# [Instructions]
a) Please set down the article on the Bank of England and inflation word for word, starting with "The Bank has fluffed" and going on through "to stop it.".
b) Carry the article about the Bank of England and rising inflation forward, writing what comes after its final sentence.

# [Document passage]
----

The Bank has fluffed its chance to stop a new inflationary storm
Businesses such as M&S and JD Wetherspoons have already said they will have to raise prices. Gilt yields have already spiked sharply up, pushing up the cost of money for companies and mortgage holders. The election of Donald Trump to the American presidency means there may soon be a tariff war, and even global agricultural prices are starting to rise again.
You would have to be completely blind not to notice that inflation is picking up again.
And yet how has the Bank of England responded? It has cut rates. In reality, the Bank has completely misread the inflationary storm that is about to be unleashed – and it may soon be too late to stop it.
Unless you have deliberately decided to block out all the evidence, it is impossible to ignore the fact that prices are about to start rising again.
Over the last week, a whole series of major British companies has said, typically with a tone of weary regret, that they will have no choice but to pass on to their customers the huge tax rises the Chancellor Rachel Reeves imposed in her Budget last month.
After all, there is no other way they can afford to pay the extra National Insurance charges, or the higher minimum wage. Gilt yields have hit the highest level since Liz Truss’s disastrous mini-Budget in 2022, making borrowing more expensive than ever.
Fiddling the Government’s debt rules is going to stoke up demand, with a big increase in borrowing and spending, at a time when we are close to full employment. In many sectors, soaring sickness claims means the workforce is actually shrinking.

----

# [Dataset excerpts]
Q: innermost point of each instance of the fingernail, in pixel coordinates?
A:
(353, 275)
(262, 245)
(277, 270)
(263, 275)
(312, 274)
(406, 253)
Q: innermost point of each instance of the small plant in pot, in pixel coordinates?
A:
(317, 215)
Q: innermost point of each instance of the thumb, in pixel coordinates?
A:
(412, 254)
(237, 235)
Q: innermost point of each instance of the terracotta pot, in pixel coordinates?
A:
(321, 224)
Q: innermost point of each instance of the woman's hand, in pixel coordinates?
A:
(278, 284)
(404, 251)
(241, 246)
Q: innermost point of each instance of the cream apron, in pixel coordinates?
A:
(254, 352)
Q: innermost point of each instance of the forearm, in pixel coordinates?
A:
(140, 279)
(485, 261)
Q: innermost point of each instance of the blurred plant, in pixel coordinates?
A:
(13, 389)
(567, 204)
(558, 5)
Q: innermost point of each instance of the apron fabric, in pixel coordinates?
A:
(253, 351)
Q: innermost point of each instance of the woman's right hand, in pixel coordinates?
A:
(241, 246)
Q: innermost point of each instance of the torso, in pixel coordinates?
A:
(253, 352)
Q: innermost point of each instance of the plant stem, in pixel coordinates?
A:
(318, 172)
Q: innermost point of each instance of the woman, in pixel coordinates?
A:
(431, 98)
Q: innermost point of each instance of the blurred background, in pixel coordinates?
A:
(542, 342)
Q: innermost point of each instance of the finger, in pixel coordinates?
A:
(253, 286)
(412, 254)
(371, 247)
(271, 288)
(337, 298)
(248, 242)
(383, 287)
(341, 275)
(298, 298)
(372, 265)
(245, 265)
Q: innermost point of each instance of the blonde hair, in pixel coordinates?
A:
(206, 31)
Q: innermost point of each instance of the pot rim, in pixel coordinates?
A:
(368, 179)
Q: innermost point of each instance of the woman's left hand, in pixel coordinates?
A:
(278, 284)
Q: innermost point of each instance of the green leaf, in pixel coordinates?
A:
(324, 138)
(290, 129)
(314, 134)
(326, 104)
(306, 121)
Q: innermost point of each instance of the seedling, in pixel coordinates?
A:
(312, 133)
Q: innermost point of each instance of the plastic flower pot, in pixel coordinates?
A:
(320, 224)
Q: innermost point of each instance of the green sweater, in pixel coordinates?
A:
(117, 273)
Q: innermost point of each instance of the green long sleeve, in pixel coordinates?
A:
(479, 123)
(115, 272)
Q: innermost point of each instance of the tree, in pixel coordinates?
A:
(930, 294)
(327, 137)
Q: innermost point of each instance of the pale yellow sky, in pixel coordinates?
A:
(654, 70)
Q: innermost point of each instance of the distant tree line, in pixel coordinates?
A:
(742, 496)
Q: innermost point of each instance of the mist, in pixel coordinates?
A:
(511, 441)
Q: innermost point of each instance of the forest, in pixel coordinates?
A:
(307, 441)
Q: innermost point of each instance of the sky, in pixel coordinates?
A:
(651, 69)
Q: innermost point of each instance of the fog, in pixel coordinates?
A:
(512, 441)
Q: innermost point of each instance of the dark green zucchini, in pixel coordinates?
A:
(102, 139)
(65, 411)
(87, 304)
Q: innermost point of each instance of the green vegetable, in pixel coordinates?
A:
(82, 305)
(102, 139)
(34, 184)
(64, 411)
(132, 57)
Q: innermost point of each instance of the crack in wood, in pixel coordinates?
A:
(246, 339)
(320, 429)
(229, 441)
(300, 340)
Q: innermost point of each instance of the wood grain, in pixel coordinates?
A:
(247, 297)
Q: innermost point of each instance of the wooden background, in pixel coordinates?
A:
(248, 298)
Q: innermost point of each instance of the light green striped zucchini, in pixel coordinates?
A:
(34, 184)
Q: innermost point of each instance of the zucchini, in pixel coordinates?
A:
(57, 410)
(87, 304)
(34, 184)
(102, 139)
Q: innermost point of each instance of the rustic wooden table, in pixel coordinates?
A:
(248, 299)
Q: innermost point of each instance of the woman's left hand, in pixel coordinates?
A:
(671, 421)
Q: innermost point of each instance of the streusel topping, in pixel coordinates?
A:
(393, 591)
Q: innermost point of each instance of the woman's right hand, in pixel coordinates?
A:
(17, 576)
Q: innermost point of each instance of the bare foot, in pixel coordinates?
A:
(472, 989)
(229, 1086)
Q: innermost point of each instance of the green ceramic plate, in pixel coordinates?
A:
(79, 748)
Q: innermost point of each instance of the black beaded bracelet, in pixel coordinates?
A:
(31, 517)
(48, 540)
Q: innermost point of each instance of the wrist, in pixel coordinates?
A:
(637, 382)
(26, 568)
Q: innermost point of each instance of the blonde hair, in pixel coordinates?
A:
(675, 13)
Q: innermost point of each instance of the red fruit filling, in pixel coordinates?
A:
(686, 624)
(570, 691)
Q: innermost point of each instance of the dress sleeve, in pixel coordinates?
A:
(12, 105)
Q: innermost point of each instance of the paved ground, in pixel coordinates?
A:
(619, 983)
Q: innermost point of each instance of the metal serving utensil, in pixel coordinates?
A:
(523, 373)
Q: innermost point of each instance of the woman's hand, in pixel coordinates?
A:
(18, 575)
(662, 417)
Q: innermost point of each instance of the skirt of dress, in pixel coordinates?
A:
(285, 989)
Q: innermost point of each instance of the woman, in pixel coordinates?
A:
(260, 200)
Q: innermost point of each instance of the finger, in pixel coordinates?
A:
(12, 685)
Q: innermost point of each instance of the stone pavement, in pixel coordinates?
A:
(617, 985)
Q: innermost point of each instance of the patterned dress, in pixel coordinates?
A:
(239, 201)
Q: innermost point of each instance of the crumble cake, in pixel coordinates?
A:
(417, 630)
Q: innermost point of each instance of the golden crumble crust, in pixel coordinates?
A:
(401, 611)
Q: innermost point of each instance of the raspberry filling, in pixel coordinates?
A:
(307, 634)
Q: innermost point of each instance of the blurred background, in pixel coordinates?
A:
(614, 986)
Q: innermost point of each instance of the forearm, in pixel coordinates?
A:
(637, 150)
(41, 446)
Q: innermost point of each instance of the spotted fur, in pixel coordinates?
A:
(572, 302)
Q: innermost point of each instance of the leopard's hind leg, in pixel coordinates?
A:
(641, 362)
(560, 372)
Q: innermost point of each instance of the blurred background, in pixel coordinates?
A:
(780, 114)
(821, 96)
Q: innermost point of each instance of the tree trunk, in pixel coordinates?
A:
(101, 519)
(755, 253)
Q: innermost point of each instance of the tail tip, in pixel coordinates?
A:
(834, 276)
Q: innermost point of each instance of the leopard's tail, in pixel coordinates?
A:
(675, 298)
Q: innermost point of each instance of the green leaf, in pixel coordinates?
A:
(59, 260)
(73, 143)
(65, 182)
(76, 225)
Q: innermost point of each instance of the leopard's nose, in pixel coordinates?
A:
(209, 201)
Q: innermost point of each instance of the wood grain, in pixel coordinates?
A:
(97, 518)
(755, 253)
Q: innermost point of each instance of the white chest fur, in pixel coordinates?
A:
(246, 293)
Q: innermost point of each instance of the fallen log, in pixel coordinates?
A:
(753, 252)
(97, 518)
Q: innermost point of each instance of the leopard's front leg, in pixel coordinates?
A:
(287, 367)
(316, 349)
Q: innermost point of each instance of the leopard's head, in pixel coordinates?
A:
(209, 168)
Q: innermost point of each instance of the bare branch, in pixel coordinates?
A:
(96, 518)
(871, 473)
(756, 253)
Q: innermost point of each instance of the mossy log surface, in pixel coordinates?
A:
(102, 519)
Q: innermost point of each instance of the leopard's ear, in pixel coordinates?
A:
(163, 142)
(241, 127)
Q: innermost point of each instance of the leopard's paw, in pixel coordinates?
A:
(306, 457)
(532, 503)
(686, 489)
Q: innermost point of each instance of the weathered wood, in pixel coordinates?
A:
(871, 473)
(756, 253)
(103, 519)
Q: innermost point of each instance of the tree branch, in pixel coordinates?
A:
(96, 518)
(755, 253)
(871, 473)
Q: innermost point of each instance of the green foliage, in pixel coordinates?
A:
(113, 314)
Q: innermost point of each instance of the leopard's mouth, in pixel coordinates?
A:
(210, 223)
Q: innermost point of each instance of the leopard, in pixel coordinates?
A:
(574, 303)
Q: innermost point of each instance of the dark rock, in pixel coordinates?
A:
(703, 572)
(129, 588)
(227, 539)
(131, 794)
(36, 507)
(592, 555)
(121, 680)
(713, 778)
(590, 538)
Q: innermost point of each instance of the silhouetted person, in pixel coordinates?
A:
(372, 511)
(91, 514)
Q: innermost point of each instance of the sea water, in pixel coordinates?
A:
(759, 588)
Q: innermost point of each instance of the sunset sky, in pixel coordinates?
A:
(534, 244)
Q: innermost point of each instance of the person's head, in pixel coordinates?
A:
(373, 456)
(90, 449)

----

# [Outputs for the tasks]
a)
The Bank has fluffed its chance to stop a new inflationary storm
Businesses such as M&S and JD Wetherspoons have already said they will have to raise prices. Gilt yields have already spiked sharply up, pushing up the cost of money for companies and mortgage holders. The election of Donald Trump to the American presidency means there may soon be a tariff war, and even global agricultural prices are starting to rise again.
You would have to be completely blind not to notice that inflation is picking up again.
And yet how has the Bank of England responded? It has cut rates. In reality, the Bank has completely misread the inflationary storm that is about to be unleashed – and it may soon be too late to stop it.

b)
The UK could probably have avoided the tariffs that Trump will soon impose, but childish virtue-signalling from Labour ministers means we probably won’t even ask for an exemption. To cap it all, on Friday, the UN’s World Food Price Index rose sharply, hitting its highest level since April last year.
Add it all up, and one point is surely clear. The global economy is very likely to see an up-tick in inflation. But the UK will be uniquely exposed to that, with our own Government pouring petrol on the flames with policies that could almost have been deliberately designed to force prices higher.
Against that backdrop, it is very clear what a responsible central bank should do. It should keep interest rates on hold, at least until the outlook becomes clearer, or else preemptively raise them to choke off inflation before it becomes embedded in the system.
The trouble is that the Bank, under its hapless Governor Andrew Bailey, has not done that. Instead, on Thursday it cut rates by another quarter point. Sure, it added in a few warnings about how the tax and spending changes will “clearly raise the cost of employment” while admitting it was worried about a “substantial loosening of near-term fiscal policy”.
And yet the Bank is not just another consultancy or think tank providing a running commentary on the economy. It is paid to make decisions. And in reality there are two big problems with its move this week.
First, it looks suspiciously like political bias. Even after only a few months, the Labour Government is already in deep trouble. Its support has collapsed in the polls, the Budget went down like a lead balloon and it appears to have no ideas apart from throwing more money at a dysfunctional public sector.
It desperately needs some help to at least stop the economy from plunging into a full-blown recession, and to stop the cost of all the extra debt it is planning from spiralling out of control. It desperately needed that cut in interest rates on Thursday to have any chance of making its plans work.
The Monetary Policy Committee may not have been consciously supporting the new Government. And yet it risks the appearance of having abandoned its neutrality, and that was surely a huge mistake. An independent Bank has to operate outside politics, and once it loses that reputation it won’t be able to get it back again.
Next, as any drummer in a jazz combo will tell you, timing is everything – and this also holds true in central banking.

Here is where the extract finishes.